### YOUR INSTRUCTIONS
Repeat exactly the lines from the line containing "If you could place a marker on the front leg" through the last line of the records below, inclusive, and nothing else.

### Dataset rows
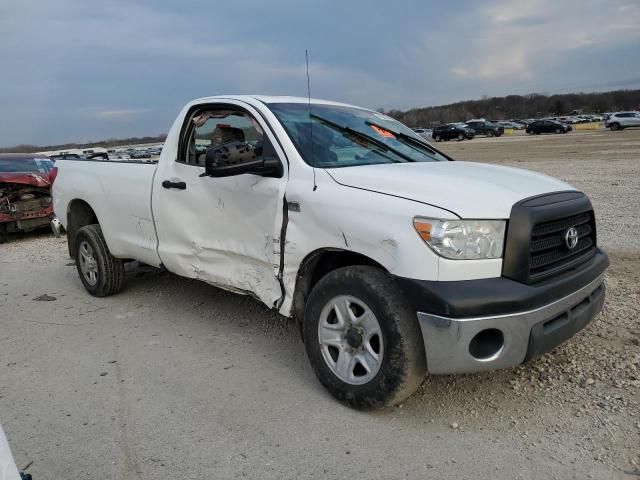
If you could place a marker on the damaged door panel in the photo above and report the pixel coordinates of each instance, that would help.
(224, 231)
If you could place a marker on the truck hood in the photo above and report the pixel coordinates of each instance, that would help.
(470, 190)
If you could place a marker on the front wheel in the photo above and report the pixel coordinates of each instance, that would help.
(100, 272)
(363, 341)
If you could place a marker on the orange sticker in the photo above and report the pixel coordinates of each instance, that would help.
(383, 132)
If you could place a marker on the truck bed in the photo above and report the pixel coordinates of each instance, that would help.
(120, 194)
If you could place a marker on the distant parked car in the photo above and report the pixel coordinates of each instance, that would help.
(450, 131)
(620, 120)
(547, 126)
(512, 125)
(482, 127)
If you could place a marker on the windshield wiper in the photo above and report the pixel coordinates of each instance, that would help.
(363, 136)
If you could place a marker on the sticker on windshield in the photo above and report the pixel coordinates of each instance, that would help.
(382, 116)
(382, 132)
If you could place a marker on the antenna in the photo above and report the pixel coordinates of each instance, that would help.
(313, 161)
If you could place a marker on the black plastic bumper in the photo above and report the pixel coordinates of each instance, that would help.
(495, 296)
(547, 335)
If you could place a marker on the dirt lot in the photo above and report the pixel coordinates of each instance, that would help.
(176, 379)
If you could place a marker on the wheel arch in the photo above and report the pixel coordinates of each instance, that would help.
(319, 263)
(79, 214)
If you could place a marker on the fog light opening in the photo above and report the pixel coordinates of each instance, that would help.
(487, 344)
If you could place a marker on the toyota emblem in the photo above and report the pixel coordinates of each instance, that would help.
(571, 238)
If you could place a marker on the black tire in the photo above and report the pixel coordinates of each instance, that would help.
(403, 365)
(109, 271)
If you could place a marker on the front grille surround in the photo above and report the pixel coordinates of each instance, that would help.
(549, 254)
(535, 249)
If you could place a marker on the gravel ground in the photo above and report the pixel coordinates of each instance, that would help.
(176, 379)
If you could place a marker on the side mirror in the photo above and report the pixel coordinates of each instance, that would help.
(239, 158)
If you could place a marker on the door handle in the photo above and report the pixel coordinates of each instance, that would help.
(174, 183)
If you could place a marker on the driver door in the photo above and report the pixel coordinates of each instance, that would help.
(224, 231)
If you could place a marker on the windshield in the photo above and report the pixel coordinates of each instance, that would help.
(34, 165)
(349, 136)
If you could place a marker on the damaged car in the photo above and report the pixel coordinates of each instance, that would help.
(395, 260)
(25, 192)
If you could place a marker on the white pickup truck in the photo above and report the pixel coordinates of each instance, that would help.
(395, 260)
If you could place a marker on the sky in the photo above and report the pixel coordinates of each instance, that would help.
(83, 70)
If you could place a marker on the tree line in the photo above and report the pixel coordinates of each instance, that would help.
(112, 142)
(533, 105)
(494, 108)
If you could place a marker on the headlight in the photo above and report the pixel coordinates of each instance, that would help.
(463, 239)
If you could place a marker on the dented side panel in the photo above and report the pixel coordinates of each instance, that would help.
(224, 231)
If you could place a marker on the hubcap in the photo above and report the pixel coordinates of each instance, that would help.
(88, 263)
(350, 340)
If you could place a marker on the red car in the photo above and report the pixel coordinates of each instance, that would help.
(25, 192)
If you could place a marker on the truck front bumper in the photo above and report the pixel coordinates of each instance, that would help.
(513, 323)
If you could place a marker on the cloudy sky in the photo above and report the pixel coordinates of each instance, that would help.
(81, 70)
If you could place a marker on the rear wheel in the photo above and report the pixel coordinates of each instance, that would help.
(100, 272)
(363, 341)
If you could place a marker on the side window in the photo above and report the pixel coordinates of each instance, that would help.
(211, 128)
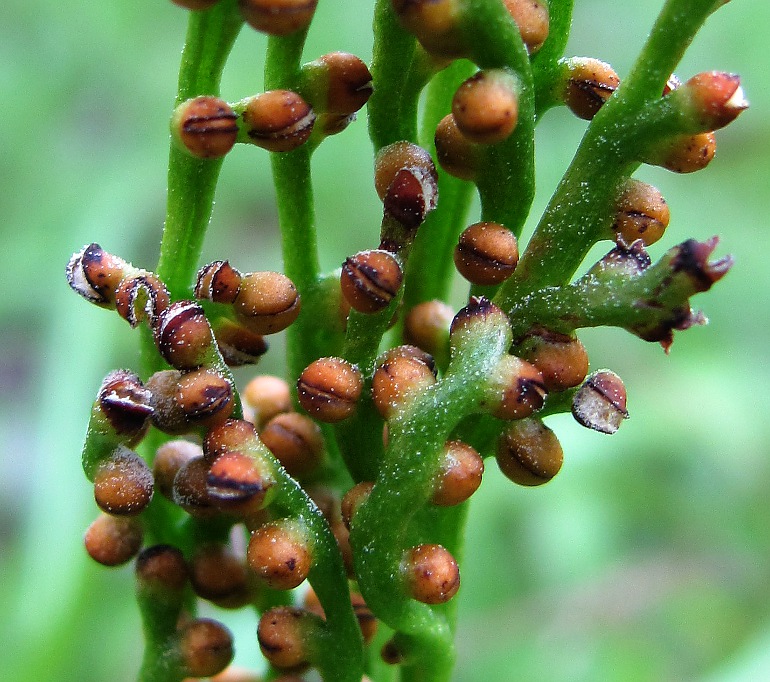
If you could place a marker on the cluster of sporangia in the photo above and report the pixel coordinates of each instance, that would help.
(229, 466)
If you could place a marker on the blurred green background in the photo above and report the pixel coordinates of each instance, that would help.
(646, 559)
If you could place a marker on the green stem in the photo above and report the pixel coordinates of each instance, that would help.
(506, 180)
(380, 529)
(393, 52)
(296, 211)
(430, 269)
(581, 207)
(545, 64)
(191, 181)
(650, 304)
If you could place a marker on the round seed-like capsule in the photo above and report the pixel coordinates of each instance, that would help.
(95, 274)
(231, 435)
(190, 490)
(278, 17)
(460, 475)
(561, 359)
(239, 346)
(435, 23)
(685, 154)
(516, 389)
(485, 107)
(205, 646)
(411, 196)
(267, 396)
(480, 312)
(641, 213)
(296, 441)
(487, 253)
(716, 98)
(161, 569)
(141, 298)
(279, 554)
(456, 154)
(590, 83)
(123, 484)
(341, 81)
(531, 16)
(398, 376)
(183, 335)
(431, 574)
(127, 404)
(282, 636)
(169, 459)
(218, 281)
(113, 540)
(529, 453)
(267, 302)
(395, 157)
(218, 575)
(237, 484)
(168, 416)
(600, 403)
(329, 389)
(205, 396)
(370, 279)
(205, 127)
(427, 326)
(278, 120)
(353, 499)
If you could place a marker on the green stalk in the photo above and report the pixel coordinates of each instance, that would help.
(192, 181)
(296, 212)
(394, 50)
(380, 529)
(580, 209)
(430, 269)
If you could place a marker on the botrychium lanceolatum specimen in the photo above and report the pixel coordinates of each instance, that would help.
(350, 474)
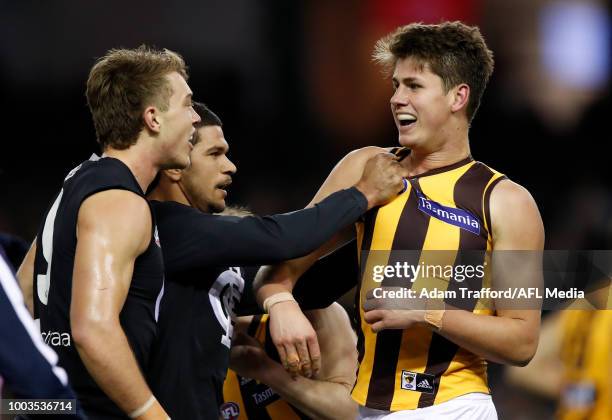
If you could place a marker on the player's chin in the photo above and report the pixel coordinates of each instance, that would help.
(406, 140)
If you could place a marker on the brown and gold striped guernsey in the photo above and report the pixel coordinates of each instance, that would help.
(245, 398)
(389, 360)
(586, 354)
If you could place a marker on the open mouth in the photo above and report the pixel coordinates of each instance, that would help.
(406, 119)
(223, 186)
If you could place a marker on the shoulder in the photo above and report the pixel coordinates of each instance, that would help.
(508, 194)
(515, 217)
(360, 156)
(118, 207)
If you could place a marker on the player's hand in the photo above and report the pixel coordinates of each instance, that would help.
(248, 358)
(295, 339)
(393, 313)
(382, 180)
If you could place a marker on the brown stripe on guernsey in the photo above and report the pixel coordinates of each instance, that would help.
(487, 200)
(366, 244)
(381, 241)
(441, 236)
(410, 232)
(468, 193)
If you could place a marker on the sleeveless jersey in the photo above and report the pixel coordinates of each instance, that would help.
(586, 354)
(444, 209)
(53, 267)
(245, 398)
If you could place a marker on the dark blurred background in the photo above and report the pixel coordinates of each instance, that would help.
(296, 89)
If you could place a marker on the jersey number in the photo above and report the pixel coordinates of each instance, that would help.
(224, 294)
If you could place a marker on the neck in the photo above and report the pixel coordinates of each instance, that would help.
(169, 190)
(140, 160)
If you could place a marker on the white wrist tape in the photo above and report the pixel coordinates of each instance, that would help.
(277, 298)
(143, 408)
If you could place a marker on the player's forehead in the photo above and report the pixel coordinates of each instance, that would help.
(180, 88)
(411, 68)
(211, 136)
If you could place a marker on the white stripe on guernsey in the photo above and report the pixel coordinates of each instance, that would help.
(158, 301)
(8, 283)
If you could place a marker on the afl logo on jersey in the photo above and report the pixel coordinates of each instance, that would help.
(229, 411)
(156, 237)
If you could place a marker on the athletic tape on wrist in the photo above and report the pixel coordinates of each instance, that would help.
(277, 298)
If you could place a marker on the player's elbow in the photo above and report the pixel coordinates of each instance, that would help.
(524, 352)
(88, 334)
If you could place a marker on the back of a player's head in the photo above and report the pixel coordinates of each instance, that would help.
(454, 51)
(207, 118)
(122, 84)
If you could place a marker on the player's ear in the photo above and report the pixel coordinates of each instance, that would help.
(460, 97)
(152, 119)
(174, 175)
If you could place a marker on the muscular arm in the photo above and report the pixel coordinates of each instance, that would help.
(511, 337)
(25, 275)
(113, 229)
(291, 332)
(328, 395)
(282, 277)
(193, 239)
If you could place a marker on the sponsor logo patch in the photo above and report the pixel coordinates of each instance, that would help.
(229, 411)
(453, 216)
(419, 382)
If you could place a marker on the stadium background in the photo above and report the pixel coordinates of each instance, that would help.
(295, 87)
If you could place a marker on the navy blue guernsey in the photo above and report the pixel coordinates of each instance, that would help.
(53, 267)
(202, 256)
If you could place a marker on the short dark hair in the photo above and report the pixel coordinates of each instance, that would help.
(122, 84)
(207, 118)
(454, 51)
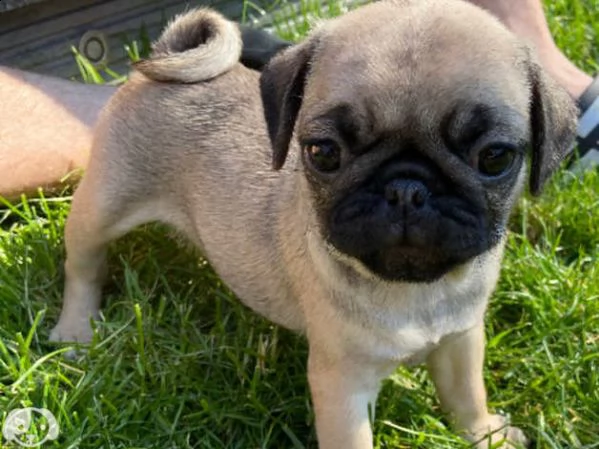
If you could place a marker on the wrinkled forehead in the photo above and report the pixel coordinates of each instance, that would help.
(420, 58)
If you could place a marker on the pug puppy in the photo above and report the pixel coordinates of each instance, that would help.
(357, 190)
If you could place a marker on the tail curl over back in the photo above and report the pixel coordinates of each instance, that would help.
(195, 46)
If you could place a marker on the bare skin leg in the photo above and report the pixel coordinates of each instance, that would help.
(46, 123)
(527, 19)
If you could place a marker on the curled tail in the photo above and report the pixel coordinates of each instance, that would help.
(195, 46)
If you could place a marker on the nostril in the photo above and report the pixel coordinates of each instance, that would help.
(406, 193)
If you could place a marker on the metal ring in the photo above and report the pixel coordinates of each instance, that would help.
(93, 46)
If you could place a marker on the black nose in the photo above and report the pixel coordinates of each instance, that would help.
(406, 193)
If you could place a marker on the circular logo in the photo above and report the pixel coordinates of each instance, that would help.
(30, 427)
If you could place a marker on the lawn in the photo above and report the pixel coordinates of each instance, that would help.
(178, 362)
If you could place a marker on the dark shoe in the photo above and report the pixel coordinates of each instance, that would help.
(587, 154)
(259, 47)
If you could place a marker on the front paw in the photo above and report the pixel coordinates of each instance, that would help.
(496, 433)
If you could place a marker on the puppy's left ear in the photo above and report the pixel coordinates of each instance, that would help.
(553, 116)
(282, 88)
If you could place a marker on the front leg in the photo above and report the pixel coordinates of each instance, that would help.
(344, 392)
(456, 368)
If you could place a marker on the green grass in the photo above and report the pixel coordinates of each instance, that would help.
(178, 362)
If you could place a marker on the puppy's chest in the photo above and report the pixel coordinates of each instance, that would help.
(404, 324)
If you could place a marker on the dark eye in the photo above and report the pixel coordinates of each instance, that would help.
(324, 156)
(494, 161)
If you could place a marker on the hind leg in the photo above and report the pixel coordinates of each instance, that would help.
(97, 216)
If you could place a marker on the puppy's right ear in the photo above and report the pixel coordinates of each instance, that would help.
(282, 88)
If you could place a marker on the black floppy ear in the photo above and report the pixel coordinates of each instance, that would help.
(282, 88)
(553, 116)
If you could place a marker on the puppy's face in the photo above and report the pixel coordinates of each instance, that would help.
(414, 131)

### EXERCISE SOLUTION
If you could place a marker on the front leg in the photo above and report the pixel coordinates of each instance, that would help.
(344, 392)
(456, 368)
If you could place a marker on the green grass in the photo above and report the pixel coordinates of each instance, that would help.
(178, 362)
If you could place a marker on the puppy's chest in the photo above and report the pixel coordinates of each instance, that would help.
(404, 324)
If you could place a marker on the dark eye in the photo above and report the pixel coordinates of each instance, that would help.
(324, 156)
(494, 161)
If you could place a marker on the hind leg in the photo above and report the pixel coordinates of each instance, that would help.
(97, 216)
If you could place a marker on the puppy's right ear in the photo above and report the pixel coordinates of each instance, that would help.
(282, 88)
If you could place a marker on the black floppy ear in the photo above and report the pixel coordinates of each instance, that would help.
(282, 88)
(553, 116)
If you could place a marker on the puppy's face in the photo above and report the pixel coordinates of each instance, that would help.
(414, 131)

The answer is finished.